Data provided>
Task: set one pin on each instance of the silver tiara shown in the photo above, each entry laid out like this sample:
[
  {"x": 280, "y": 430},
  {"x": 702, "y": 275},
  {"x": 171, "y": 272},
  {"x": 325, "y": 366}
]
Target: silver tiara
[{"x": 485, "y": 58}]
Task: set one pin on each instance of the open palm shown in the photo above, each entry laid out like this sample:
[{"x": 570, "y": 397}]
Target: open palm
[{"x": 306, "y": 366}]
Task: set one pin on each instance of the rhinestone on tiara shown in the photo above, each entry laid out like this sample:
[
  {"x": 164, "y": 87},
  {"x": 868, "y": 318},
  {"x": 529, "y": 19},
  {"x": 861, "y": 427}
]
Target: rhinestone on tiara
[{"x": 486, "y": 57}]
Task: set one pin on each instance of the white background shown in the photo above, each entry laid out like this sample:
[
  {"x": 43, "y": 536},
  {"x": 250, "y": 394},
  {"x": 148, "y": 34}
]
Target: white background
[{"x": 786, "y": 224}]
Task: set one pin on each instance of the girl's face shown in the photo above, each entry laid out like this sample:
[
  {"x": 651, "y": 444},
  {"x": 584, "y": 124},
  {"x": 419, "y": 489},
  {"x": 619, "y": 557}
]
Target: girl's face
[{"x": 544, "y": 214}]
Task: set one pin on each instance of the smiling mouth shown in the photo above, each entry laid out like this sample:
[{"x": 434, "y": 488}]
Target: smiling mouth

Problem details> Which of the lines above include the string "photo"? Pick them out and copy them.

Expected answer>
Task: set one pin on each instance of the silver tiara shown in the photo above, each entry laid out like this sample:
Task: set one pin on each instance of the open palm shown in the photo above, each entry laid out like this sample:
Task: set one pin on each instance of the rhinestone on tiara shown in the photo above, each entry laid out like this sample:
Task: set one pin on each instance of the white background shown in the photo above, each entry laid out like this sample:
Task: set one pin on each instance of the girl's face shown in the photo above, each entry laid out like this sample:
Task: set one pin on each instance of the smiling mouth shown in the photo above, each entry laid out like this sample:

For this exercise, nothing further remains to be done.